-- Required actions --
[1] List every brand, product, or company name that appears in the road-trip diary below.
[2] According to the road-trip diary below, what is the estimated time of arrival in Long Beach Island?
[3] Decide whether each statement agrees with the road-trip diary below, and support each verdict with the deciding words from the diary. (a) Ruby's socks and her floor mats are the same animal print. (b) The narrator received the black baseball cap from work. (c) Ruby says she wore zinc oxide herself.

-- Passage for review --
• • • •

Ruby pulls up. I’ve got my armband on securely. I’m breathing deep. This is going to be fine.
Estimated Time of Arrival in Long Beach Island: 7:00 PM
I struggle up into The Duke — the enormous black Cadillac Escalade. Ruby’s socks match the floor mats in her car — red and black animal print. This is purely coincidence; the mats are tiger and the socks are leopard.
That’s not motion sickness. It’s not. I am free of medications. I am naturally balanced and unsick. I will not vomit on the red and black tiger floor mats. One does not need drugs to overcome obstacles to health.
The ginger is burning a hole in my head and my left hand is asleep, pressed into nonfunction by the chi bead. My throat waters. But I am not getting sick.
I surrender. Just one pill. Give me 20 minutes.
2:56 PM Hartford, CT
(post-McDonald’s drive through)Hartford sucks.
The god of Dramamine has seized me by the throat. Things are looking dire and I’m not sure how much longer I can write.
Do you remember zinc oxide? Zinka, I believe was the brand name. Thick pastel stripes down the nose and across the cheeks, mark of surfers and shore teens. That was hip in 1985. “People used to wear that,” I muse.”I wore that,” Ruby says.
I got a new hat from work. It is the perfect dotcom tchochke: a black baseball cap emblazoned with the Symantec logo. Have I name-dropped here before? I think I usually preach separation of church and state but hell . . . with the drugs talking and all, you may as well go read my most recent article. Symantec, powerful creator of Norton AntiVirus, has given me this new black hat to keep the strands of hair out of my face while I’m in the car. Though I think the hat would be cooler if I was a hacker and I were wearing it in irony.

• • • •

-- Data under study --
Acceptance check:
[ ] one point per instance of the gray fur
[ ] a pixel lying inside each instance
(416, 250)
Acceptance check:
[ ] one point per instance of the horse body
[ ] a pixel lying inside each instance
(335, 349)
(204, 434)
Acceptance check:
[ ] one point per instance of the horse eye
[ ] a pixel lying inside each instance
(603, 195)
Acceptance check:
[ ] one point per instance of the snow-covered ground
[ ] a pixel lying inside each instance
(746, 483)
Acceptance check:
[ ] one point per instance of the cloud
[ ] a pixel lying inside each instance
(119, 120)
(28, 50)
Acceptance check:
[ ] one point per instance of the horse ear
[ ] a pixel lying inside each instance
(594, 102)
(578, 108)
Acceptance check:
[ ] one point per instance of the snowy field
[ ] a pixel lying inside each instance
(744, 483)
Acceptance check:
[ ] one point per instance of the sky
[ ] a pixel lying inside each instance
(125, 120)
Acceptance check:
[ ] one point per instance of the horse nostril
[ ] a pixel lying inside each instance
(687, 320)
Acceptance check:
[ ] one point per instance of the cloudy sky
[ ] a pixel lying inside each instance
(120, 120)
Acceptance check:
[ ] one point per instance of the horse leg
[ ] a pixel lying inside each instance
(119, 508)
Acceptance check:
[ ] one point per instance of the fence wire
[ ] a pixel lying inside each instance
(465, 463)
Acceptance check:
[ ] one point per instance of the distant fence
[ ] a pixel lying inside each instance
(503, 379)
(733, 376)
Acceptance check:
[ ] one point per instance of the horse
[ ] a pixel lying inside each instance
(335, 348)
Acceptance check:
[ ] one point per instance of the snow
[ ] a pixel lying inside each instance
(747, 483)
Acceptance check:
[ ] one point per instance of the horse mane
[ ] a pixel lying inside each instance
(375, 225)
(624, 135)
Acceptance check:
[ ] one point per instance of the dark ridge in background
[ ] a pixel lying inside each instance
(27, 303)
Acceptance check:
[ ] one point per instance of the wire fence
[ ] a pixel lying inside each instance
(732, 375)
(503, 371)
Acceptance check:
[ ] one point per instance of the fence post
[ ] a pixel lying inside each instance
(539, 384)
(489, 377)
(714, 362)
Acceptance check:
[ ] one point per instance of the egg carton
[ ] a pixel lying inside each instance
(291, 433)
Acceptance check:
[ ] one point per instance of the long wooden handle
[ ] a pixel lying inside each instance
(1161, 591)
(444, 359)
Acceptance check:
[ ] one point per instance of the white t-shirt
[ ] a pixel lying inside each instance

• • • •

-- Answers to the problems --
[1] Cadillac Escalade, McDonald's, Dramamine, Zinka, Symantec, Norton AntiVirus

[2] 7:00 PM

[3]
(a) No: "the mats are tiger and the socks are leopard."
(b) Yes: "I got a new hat from work."
(c) Yes: "I wore that," Ruby says.